Friday, December 17, 2010

Violence and Drama

(Some) spoilers ahoy!

One of my favorite t.v. shows is Criminal Minds, about a fictional unit of the FBI that does nothing but hunt down serial murderers.  Actually, the FBI does have such a unit, but one a lot larger and less of a small elite team.  Dramatic license and all that.  I'm not complaining about that much.  Helps to make a more dramatic story-telling format and all.  Plenty of other absurdities in there as well--like the wonderful Dr. Reed whom I just don't believe as an FBI agent at all.  The current season is introducing a new character, a trainee with a unique insight because her father was a serial killer, a fact with which she struggles every day (at one point she almost cried when admitting that, try as she might, she doesn't hate him).  Good stuff, from a dramatic standpoint.  From a reality one?  No.  Just like Clarice Starling would never, ever, under any circumstances have been allowed to work on the Buffalo Bill case.  No way, no how.  But Silence of the Lambs is a totally brilliant film that I love dearly.

But I came across an interesting interview today about the spinoff being developed, starring Forrest Whitaker, Richard Schiff and Janeane Garofalo (wow--talk about a dream cast!).  Ms. Garofalo has mixed feelings.  Loves to have a job, grateful in fact.  But uneasy about a program that regularly depicts women being tortured and murdered.

With respect, I do believe she's missing the point.  It all comes down to context.  Depictions of something do not equate to endorsement.  Not in and of themselves.  Methinks she and anyone else would have an excellent case against a program (or movie, or book, or anything really) that treated the violence in what might as well be dubbed pornographically.   If we the audience are meant to revel in the violence for its own sake, if the violence is portrayed so as to get us all worked up--that is very different from what Criminal Minds does.

Let me mention here I don't mind portrayals like that, necessarily.  I loved both Kill Bill movies, and as my previous blog entry shows I adore the show Dexter.  But both those films do more than celebrate the violence involved--they examine it, stirring up more feelings that simple joy at "taking care of business."   Both explore the ambiguity of violence in what is after all a violent world (although not universally so).

Criminal Minds touches on that as well, barely.

Mostly, the show depicts serial killers as twisted human wrecks who need to be taken down, or at least neutralized.  The violence is played not for excitement, but horror.  We see the families of the victims, often in shock and dismay, as well as the sickened faces of those who confront the worst of what men do virtually every day.  No two of them respond the same, and the complexity of their reactions helps make it a successful, gripping series of stories.

Assignment 1: Name every television show and film title that the blog post mentions.
Assignment 2: From the blog post, transcribe the part that opens with the words containing "Let me mention" and closes with "not universally so).".

Provided material:

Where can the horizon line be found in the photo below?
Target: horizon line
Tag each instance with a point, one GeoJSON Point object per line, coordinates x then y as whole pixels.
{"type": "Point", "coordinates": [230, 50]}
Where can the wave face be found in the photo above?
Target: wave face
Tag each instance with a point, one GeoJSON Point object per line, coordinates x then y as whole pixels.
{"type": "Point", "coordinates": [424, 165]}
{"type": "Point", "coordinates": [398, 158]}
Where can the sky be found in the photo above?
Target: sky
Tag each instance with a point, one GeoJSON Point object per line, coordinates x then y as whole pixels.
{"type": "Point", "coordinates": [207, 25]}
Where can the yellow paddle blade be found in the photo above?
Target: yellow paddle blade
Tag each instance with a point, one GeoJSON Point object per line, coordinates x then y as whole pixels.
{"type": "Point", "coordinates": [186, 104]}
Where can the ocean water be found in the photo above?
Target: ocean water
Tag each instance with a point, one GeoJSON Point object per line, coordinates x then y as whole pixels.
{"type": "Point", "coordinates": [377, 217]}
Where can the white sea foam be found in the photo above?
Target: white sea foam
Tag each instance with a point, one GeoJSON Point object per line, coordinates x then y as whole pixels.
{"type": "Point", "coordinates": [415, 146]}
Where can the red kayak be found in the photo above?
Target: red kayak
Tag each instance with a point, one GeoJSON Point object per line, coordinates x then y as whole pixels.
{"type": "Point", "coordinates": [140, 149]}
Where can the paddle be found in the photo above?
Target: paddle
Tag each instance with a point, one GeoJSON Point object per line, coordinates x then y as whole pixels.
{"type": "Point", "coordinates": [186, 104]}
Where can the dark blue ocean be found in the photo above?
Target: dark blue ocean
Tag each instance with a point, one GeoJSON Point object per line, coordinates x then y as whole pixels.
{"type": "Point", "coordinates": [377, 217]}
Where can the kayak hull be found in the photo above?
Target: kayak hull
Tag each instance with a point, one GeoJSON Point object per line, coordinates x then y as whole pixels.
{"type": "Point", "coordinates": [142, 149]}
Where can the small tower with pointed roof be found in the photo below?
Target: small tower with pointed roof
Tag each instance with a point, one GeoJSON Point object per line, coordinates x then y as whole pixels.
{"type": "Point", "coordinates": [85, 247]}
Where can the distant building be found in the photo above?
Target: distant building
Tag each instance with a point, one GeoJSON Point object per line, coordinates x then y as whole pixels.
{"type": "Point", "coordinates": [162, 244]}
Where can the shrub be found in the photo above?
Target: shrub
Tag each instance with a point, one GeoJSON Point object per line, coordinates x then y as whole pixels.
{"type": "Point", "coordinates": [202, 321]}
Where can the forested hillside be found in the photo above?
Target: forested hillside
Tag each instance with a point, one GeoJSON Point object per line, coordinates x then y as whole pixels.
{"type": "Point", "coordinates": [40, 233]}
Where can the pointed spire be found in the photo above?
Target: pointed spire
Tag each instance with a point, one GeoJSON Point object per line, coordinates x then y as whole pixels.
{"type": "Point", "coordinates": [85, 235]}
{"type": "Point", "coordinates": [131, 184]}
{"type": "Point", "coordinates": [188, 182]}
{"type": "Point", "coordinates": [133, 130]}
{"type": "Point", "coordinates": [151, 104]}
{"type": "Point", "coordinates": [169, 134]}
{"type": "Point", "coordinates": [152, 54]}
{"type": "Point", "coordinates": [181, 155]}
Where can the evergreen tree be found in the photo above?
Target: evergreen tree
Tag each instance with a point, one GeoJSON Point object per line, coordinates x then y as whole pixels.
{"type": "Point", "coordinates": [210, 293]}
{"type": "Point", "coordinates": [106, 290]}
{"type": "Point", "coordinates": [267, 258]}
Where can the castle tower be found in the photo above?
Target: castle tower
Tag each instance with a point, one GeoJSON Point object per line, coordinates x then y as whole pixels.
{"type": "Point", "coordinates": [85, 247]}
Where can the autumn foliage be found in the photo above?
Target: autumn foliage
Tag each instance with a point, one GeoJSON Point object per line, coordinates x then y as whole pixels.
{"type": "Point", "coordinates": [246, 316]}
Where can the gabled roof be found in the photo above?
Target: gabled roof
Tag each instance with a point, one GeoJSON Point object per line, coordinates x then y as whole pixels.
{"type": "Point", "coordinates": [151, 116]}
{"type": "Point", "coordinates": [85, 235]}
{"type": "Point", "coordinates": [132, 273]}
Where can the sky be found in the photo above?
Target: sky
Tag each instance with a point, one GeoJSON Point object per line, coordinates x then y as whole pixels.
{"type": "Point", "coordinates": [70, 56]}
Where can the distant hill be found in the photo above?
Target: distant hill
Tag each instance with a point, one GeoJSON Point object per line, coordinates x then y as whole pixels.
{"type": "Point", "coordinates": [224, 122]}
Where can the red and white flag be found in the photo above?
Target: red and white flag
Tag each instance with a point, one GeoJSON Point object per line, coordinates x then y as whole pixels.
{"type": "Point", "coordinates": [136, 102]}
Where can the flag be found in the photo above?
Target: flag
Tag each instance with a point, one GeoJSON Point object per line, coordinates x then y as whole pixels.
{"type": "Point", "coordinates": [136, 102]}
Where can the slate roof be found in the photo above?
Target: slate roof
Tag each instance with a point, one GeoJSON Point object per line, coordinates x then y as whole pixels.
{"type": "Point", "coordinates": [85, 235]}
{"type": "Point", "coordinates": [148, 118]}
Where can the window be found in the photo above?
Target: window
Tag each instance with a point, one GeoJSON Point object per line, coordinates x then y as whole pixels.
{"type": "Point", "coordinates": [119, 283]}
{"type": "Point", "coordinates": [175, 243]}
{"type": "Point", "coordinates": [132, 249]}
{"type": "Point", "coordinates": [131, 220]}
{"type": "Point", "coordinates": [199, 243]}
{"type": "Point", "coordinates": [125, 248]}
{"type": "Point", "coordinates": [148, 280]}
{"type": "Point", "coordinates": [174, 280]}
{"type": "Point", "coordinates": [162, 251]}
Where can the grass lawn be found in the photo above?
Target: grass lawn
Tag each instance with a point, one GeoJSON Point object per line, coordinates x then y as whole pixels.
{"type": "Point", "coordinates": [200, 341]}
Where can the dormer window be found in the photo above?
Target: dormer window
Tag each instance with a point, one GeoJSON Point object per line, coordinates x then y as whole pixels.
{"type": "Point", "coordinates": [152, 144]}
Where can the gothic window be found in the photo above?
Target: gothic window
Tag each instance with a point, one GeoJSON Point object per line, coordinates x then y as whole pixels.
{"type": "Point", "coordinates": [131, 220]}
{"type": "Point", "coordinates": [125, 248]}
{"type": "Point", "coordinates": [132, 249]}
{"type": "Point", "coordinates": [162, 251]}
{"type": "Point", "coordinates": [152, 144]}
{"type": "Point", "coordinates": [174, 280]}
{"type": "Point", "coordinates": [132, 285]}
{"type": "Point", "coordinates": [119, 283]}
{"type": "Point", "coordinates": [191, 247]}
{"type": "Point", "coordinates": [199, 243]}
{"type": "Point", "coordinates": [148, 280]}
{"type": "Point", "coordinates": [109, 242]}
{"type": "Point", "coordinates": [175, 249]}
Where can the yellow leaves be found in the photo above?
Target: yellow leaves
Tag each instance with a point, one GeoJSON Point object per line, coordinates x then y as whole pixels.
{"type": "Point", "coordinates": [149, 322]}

Exercise response 1: Criminal Minds, Silence of the Lambs, Kill Bill, Dexter

Exercise response 2:
Let me mention here I don't mind portrayals like that, necessarily.  I loved both Kill Bill movies, and as my previous blog entry shows I adore the show Dexter.  But both those films do more than celebrate the violence involved--they examine it, stirring up more feelings that simple joy at "taking care of business."   Both explore the ambiguity of violence in what is after all a violent world (although not universally so).